## Directions for this task
Reproduce each record exactly.

## Exercise input
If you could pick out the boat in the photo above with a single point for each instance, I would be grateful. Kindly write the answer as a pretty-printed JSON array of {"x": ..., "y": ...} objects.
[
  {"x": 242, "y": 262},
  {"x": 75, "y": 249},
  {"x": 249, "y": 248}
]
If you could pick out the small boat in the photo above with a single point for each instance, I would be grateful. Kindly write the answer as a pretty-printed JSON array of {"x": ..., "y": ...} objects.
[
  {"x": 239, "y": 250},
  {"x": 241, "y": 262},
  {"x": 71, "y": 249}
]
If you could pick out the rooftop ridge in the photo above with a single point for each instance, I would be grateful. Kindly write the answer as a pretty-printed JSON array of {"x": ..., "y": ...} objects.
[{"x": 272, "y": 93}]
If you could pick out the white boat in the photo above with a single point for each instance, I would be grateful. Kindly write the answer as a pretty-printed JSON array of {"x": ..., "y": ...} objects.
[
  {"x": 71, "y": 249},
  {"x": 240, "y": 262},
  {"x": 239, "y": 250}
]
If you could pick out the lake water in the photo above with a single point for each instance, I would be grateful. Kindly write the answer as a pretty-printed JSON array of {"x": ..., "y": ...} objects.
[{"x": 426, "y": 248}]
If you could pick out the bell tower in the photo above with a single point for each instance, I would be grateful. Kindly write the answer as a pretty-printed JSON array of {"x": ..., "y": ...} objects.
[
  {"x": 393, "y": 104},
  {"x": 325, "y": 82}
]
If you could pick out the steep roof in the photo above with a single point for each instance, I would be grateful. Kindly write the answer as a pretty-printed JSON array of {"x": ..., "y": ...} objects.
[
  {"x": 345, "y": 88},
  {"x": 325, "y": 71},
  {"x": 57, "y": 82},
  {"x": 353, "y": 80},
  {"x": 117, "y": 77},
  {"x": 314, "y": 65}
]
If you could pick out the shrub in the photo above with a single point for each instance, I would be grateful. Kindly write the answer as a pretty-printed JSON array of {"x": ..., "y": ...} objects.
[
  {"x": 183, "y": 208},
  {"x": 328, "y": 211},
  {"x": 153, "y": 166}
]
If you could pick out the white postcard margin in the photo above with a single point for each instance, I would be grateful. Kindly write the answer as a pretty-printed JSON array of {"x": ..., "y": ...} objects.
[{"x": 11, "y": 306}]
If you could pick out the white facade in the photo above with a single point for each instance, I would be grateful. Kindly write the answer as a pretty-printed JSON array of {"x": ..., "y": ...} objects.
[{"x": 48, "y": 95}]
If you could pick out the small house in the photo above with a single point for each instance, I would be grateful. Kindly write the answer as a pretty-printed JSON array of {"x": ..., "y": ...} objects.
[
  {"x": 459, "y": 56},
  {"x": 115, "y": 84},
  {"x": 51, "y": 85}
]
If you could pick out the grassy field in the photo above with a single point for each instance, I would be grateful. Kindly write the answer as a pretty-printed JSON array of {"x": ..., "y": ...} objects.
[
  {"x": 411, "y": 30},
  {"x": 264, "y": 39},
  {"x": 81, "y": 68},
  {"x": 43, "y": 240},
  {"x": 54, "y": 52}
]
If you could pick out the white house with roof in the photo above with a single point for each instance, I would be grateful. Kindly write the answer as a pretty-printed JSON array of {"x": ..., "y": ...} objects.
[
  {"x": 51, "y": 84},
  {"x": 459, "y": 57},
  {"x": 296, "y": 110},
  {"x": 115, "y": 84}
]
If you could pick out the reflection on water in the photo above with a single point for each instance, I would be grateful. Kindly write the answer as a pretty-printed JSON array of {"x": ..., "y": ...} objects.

## Answer to this problem
If you could pick out the boat in the photo above with a single point for each instance, I would be grateful. Kindly write the answer as a pretty-printed JSON array of {"x": ..., "y": ...} objects.
[
  {"x": 242, "y": 262},
  {"x": 75, "y": 249},
  {"x": 249, "y": 248}
]
If you could pick out the small boat in the photo above with a single point for each instance, I would be grateful. Kindly write the answer as a pretty-printed JSON array of {"x": ..., "y": ...} objects.
[
  {"x": 239, "y": 250},
  {"x": 241, "y": 262},
  {"x": 71, "y": 249}
]
If you could pick out the rooftop ridge in the photo above with a single point for each instance, I would be grateful. Kindly write the answer as a pretty-printed JSON array of {"x": ..., "y": ...} objects.
[{"x": 272, "y": 93}]
If you could pick out the white boat in the photo above with a single point for each instance, I would be grateful. Kindly write the answer as a pretty-printed JSON array of {"x": ..., "y": ...} objects.
[
  {"x": 71, "y": 249},
  {"x": 240, "y": 262},
  {"x": 239, "y": 250}
]
If you could pick out the lake water in the photo above with a single point for each instance, I would be grateful. Kindly write the answer as a pretty-printed JSON array of {"x": ..., "y": ...} objects.
[{"x": 426, "y": 248}]
If you could pick out the bell tower in the photo above with a single point for each instance, I would be grateful. Kindly write the answer as a pretty-printed JSON array of {"x": ..., "y": ...} objects.
[
  {"x": 393, "y": 104},
  {"x": 325, "y": 82}
]
If you could pick out the steep roof in the photo above with a single point for each instance, I would be grateful. Kindly write the answer as a pretty-printed JSON array of {"x": ..., "y": ...} objects.
[
  {"x": 345, "y": 88},
  {"x": 325, "y": 71},
  {"x": 57, "y": 82},
  {"x": 353, "y": 80},
  {"x": 117, "y": 77},
  {"x": 314, "y": 65}
]
If you could pick out the shrub in the photo above with a single point for each instance, I would be grateful. Kindly write the answer as a pretty-printed JSON array of {"x": ..., "y": ...} objects.
[
  {"x": 183, "y": 208},
  {"x": 328, "y": 211},
  {"x": 153, "y": 166}
]
If you could pick out the white postcard margin in the photo above with a single point for each instance, I would be grateful. Kindly write the answer as a pretty-printed JSON array of {"x": ..., "y": ...} objects.
[{"x": 11, "y": 306}]
If you could pick out the white facade in the photo above with a single point for each instance, I would be grateful. Kindly write the answer as a pretty-printed JSON array of {"x": ..., "y": ...} objects.
[{"x": 48, "y": 95}]
If you could pick out the small house in the photo above with a single point for each instance, I would be grateful. Kindly write the answer as a pretty-printed JSON array of {"x": ..., "y": ...} objects.
[
  {"x": 459, "y": 56},
  {"x": 115, "y": 84},
  {"x": 51, "y": 85}
]
If you could pick out the grassy field in the photo above with a single point for each instance, I would be grateful. Kindly write the answer as a pretty-printed JSON array of {"x": ..., "y": ...} objects.
[
  {"x": 411, "y": 30},
  {"x": 264, "y": 39},
  {"x": 81, "y": 68},
  {"x": 43, "y": 240},
  {"x": 54, "y": 52}
]
If you could pick out the white house with roof in the photo above with a single point for each instance, I would be grateful. Kindly write the answer as a pretty-printed JSON array of {"x": ..., "y": ...} objects.
[
  {"x": 51, "y": 84},
  {"x": 459, "y": 57},
  {"x": 296, "y": 110},
  {"x": 115, "y": 84}
]
If you could pick out the reflection on water in the photo above with a single point for each instance, I would be grateful. Kindly write the answer as a pretty-printed JSON array of {"x": ..., "y": ...} objects.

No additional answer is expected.